## Énoncé
Relevez, dans le texte sur les ondes électromagnétiques, tous les projets et avis du Conseil supérieur de la santé qui y sont mentionnés, en précisant l'objet de chacun.

## Texte
-- -- --

Pour ce qui a trait à l'installation d'une commission d'experts mandatés, il convient de mentionner que nous nous appuyons dans cette matière sur l'organe d'avis scientifique qu'est le Conseil supérieur de la santé. Différents projets lui sont soumis dans le domaine des ondes électromagnétiques. Le projet concernant l'hypersensibilité électromagnétique a été lancé en 2005. Les conclusions sont attendues en 2008. L'avis portant sur les systèmes de communication a été demandé vers la mi-2006. Les travaux ont été finalisés au début de 2008 et ont été présentés hier. Ils préconisent une vigilance et un suivi attentionné de la recherche scientifique en la matière. Ils ont été présentés en même temps que la brochure d'informations précitée. L'avis concernant l'utilisation du GSM dans les hôpitaux a été publié en 2007. Lors de la discussion de la norme fédérale, le CSS a formulé un avis allant dans le sens de la détermination d'une norme d'exposition très basse, s'appuyant pour cela sur l'existence d'indications d'effets biologiques à un niveau d'exposition inférieur à la norme européenne.

-- -- --

## Données de l'exercice
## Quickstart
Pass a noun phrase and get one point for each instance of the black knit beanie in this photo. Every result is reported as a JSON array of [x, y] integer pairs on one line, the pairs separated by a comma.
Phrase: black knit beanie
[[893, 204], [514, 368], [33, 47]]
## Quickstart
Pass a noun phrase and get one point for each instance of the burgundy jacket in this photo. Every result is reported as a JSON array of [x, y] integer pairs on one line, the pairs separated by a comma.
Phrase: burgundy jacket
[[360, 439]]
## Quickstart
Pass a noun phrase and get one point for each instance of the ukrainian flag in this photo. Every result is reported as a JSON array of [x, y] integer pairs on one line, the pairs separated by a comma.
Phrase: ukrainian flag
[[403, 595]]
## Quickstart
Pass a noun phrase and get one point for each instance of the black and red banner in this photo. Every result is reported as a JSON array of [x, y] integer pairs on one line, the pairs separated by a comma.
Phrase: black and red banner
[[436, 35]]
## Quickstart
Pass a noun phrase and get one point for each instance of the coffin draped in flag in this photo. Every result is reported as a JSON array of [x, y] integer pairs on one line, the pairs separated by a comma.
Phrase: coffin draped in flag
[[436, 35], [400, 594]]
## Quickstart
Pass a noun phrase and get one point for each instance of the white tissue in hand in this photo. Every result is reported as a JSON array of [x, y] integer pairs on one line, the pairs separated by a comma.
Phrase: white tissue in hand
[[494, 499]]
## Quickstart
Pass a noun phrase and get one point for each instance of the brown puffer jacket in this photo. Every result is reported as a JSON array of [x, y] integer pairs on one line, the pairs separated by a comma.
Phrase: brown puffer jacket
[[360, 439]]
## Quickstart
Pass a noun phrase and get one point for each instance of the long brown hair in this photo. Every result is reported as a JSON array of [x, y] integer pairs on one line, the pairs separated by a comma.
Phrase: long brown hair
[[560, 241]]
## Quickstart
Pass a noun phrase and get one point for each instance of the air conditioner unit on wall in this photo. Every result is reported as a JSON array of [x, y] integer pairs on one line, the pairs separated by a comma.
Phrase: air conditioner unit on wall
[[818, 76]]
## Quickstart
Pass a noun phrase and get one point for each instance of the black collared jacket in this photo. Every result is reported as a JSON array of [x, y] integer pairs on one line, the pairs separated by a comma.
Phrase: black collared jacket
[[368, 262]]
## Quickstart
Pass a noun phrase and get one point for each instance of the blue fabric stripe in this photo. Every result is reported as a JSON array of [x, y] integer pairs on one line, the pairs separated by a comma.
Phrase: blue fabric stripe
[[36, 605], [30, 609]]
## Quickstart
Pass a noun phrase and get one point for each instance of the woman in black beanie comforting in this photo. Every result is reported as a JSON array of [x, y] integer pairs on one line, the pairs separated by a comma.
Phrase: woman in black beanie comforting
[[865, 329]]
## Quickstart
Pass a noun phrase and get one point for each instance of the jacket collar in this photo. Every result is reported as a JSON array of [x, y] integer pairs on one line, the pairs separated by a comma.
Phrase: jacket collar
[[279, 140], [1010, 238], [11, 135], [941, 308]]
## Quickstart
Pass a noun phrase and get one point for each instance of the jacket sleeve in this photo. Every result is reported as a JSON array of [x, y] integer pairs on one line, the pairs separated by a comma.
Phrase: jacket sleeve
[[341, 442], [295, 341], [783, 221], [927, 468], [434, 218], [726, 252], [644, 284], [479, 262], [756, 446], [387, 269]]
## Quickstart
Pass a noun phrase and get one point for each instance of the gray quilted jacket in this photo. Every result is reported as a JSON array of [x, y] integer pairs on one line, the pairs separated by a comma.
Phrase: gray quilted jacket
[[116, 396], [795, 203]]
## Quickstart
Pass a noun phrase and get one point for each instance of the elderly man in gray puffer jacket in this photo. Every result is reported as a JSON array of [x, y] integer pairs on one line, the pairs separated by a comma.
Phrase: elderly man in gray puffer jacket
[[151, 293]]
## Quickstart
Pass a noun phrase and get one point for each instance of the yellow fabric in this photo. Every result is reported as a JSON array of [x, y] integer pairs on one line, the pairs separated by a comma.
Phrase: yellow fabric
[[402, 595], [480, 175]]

-- -- --

## Corrigé
- Le projet concernant l'hypersensibilité électromagnétique.
- L'avis portant sur les systèmes de communication.
- L'avis concernant l'utilisation du GSM dans les hôpitaux.
- L'avis formulé lors de la discussion de la norme fédérale, en faveur d'une norme d'exposition très basse.